— start MATERIAL FOR THIS EXERCISE —
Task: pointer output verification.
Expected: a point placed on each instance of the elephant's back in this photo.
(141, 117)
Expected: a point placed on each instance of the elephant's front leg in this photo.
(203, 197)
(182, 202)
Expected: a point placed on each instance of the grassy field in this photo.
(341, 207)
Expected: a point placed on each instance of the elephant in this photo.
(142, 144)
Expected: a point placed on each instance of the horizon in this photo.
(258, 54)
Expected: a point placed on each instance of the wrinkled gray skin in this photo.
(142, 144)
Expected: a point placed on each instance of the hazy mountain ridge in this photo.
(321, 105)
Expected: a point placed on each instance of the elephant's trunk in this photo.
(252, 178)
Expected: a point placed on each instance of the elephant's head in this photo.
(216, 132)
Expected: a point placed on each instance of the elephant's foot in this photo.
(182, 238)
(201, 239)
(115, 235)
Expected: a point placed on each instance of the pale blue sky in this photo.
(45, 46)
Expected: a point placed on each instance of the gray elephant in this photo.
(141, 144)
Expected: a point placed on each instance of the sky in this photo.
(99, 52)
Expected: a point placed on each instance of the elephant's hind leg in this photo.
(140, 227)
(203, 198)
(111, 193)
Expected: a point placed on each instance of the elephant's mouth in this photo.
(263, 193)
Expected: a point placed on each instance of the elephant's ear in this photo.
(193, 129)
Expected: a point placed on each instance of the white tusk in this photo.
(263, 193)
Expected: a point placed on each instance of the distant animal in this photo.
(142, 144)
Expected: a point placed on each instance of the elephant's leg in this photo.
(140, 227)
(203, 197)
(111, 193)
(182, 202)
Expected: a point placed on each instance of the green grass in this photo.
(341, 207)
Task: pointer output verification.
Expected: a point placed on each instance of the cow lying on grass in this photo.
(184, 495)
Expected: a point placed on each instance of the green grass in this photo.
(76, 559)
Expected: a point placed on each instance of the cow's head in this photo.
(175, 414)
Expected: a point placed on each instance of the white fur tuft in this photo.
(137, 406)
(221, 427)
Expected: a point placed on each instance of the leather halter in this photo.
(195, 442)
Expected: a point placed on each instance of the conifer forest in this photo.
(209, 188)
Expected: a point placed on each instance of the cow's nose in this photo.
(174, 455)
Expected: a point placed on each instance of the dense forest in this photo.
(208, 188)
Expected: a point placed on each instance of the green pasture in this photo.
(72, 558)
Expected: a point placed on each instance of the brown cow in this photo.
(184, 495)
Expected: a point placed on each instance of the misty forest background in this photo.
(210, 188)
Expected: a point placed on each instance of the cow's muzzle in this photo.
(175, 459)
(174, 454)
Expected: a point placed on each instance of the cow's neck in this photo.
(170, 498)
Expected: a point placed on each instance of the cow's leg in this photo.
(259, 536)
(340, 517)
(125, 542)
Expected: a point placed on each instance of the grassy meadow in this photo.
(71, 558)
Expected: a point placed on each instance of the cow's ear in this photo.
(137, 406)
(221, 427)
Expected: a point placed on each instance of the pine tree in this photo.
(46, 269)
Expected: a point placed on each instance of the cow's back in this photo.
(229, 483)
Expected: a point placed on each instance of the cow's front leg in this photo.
— end MATERIAL FOR THIS EXERCISE —
◆ **TASK PROMPT**
Everything from the line containing "Expected: a point placed on each instance of the leather" through the last line of the records must be given again exactly; leave out all other lines.

◆ **OUTPUT BELOW**
Expected: a point placed on each instance of the leather halter in this photo.
(195, 442)
Expected: a point placed on each instance of the conifer forest in this photo.
(209, 188)
Expected: a point placed on each instance of the cow's nose in this photo.
(174, 455)
Expected: a point placed on each instance of the dense forest in this photo.
(208, 188)
Expected: a point placed on each instance of the green pasture in this photo.
(72, 558)
Expected: a point placed on each instance of the brown cow in this photo.
(184, 495)
Expected: a point placed on each instance of the misty forest background in this photo.
(210, 188)
Expected: a point placed on each instance of the cow's muzzle in this photo.
(175, 459)
(174, 454)
Expected: a point placed on each instance of the cow's neck in this photo.
(170, 498)
Expected: a point placed on each instance of the cow's leg in this photo.
(259, 536)
(340, 517)
(125, 542)
Expected: a point placed on each instance of the grassy meadow in this photo.
(71, 558)
Expected: a point placed on each instance of the cow's ear in this photo.
(137, 406)
(221, 427)
Expected: a point placed on each instance of the pine tree in this photo.
(46, 269)
Expected: a point placed on each instance of the cow's back in this photo.
(229, 483)
Expected: a point placed on each instance of the cow's front leg in this photo.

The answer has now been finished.